**Input material:**
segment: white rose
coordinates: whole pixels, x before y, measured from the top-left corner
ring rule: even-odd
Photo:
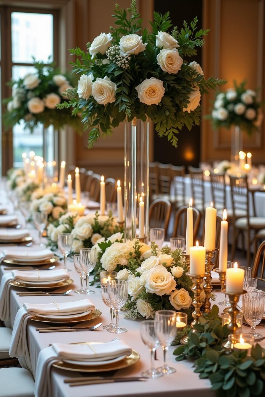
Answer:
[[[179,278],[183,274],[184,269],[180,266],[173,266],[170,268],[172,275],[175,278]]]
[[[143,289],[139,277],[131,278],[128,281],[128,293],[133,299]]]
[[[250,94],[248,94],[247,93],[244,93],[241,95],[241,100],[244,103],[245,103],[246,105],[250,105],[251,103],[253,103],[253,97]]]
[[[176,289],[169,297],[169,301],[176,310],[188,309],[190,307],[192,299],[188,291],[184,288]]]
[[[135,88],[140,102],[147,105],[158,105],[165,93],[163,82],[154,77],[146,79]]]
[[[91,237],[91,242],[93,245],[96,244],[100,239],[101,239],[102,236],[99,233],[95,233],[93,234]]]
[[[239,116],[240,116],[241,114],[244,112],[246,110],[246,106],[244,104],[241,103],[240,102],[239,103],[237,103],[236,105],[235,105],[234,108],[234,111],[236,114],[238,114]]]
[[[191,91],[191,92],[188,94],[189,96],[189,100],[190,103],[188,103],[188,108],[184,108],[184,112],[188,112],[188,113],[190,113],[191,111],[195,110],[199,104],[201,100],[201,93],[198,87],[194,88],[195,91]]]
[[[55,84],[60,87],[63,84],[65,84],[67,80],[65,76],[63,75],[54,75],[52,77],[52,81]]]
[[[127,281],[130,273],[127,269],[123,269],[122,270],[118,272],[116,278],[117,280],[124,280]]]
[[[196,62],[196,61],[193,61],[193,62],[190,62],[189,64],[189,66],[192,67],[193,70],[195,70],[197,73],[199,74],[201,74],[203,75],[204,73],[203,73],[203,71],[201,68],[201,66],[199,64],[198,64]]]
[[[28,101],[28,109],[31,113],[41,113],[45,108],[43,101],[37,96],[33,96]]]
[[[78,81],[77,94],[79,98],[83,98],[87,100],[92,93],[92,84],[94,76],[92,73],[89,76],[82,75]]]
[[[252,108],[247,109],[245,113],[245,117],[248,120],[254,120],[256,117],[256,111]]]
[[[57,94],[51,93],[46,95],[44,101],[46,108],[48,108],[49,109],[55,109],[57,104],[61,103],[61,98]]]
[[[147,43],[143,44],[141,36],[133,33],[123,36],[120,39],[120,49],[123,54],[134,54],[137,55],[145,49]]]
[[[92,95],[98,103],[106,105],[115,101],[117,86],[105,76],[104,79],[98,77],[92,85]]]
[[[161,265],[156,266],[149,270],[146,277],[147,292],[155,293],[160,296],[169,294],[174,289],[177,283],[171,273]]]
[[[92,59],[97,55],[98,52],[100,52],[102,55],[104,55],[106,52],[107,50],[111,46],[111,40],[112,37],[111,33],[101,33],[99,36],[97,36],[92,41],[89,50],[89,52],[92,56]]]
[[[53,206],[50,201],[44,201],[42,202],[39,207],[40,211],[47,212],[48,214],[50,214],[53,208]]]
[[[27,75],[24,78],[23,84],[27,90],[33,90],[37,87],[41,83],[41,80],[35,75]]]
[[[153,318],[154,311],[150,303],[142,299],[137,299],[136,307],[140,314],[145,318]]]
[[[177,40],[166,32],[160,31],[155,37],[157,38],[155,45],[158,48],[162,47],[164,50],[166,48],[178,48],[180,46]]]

**Do this:**
Images do not belong in the copy; reproduce all other parts of the records above verbatim.

**Solved problem:**
segment: white rose
coordinates: whole pixels, x before y, measured from the top-left corner
ring rule: even-odd
Photo:
Answer:
[[[179,278],[183,274],[184,269],[180,266],[173,266],[170,268],[172,275],[175,278]]]
[[[143,289],[139,277],[131,278],[128,281],[128,293],[133,299]]]
[[[250,94],[248,94],[247,93],[244,93],[241,95],[241,100],[244,103],[245,103],[246,105],[250,105],[251,103],[253,103],[253,97]]]
[[[176,289],[169,297],[169,301],[176,310],[188,309],[190,307],[192,299],[188,291],[184,288]]]
[[[135,88],[140,102],[147,105],[158,105],[165,93],[163,82],[154,77],[146,79]]]
[[[91,237],[91,242],[93,245],[96,244],[100,239],[101,239],[102,236],[99,233],[95,233],[93,234]]]
[[[239,116],[240,116],[241,114],[244,112],[246,110],[246,106],[244,104],[241,103],[240,102],[239,103],[237,103],[236,105],[235,105],[234,108],[234,111],[236,114],[238,114]]]
[[[191,91],[191,92],[188,94],[189,96],[189,100],[190,103],[188,103],[188,108],[184,108],[184,112],[188,112],[188,113],[190,113],[191,111],[195,110],[199,104],[201,100],[201,93],[198,87],[194,88],[195,91]]]
[[[55,84],[60,87],[63,84],[65,84],[67,80],[65,76],[63,75],[54,75],[52,77],[52,81]]]
[[[127,281],[130,273],[127,269],[123,269],[122,270],[118,272],[116,278],[117,280],[124,280]]]
[[[196,62],[196,61],[193,61],[193,62],[190,62],[189,64],[189,66],[192,67],[193,70],[195,70],[197,73],[199,74],[201,74],[203,75],[204,73],[203,73],[203,71],[201,68],[201,66],[199,64],[198,64]]]
[[[28,101],[28,109],[31,113],[41,113],[45,108],[43,101],[37,96],[33,96]]]
[[[78,81],[77,94],[79,98],[83,98],[87,100],[92,93],[92,84],[94,76],[92,73],[89,76],[82,75]]]
[[[252,108],[247,109],[245,113],[245,117],[248,120],[254,120],[256,117],[256,111]]]
[[[57,94],[51,93],[46,95],[44,101],[46,108],[48,108],[49,109],[55,109],[57,104],[61,103],[61,98]]]
[[[147,43],[143,44],[141,36],[133,33],[123,36],[120,39],[120,49],[123,54],[134,54],[137,55],[145,49]]]
[[[92,95],[98,103],[106,105],[115,101],[117,86],[105,76],[104,79],[98,77],[92,85]]]
[[[161,265],[156,266],[149,270],[146,277],[147,292],[155,293],[160,296],[169,294],[174,289],[177,283],[171,273]]]
[[[92,59],[97,55],[98,52],[100,52],[102,55],[104,55],[106,52],[107,50],[111,46],[111,40],[112,37],[111,33],[101,33],[99,36],[97,36],[92,41],[89,50],[89,52],[92,56]]]
[[[53,206],[50,201],[44,201],[42,202],[39,207],[40,211],[47,212],[48,214],[50,214],[53,208]]]
[[[27,75],[24,78],[23,84],[27,90],[33,90],[37,87],[41,83],[41,80],[35,75]]]
[[[153,318],[154,311],[150,303],[142,299],[137,299],[136,307],[140,314],[145,318]]]
[[[177,40],[166,32],[160,31],[155,37],[157,38],[155,45],[158,48],[162,47],[164,50],[166,48],[178,48],[180,46]]]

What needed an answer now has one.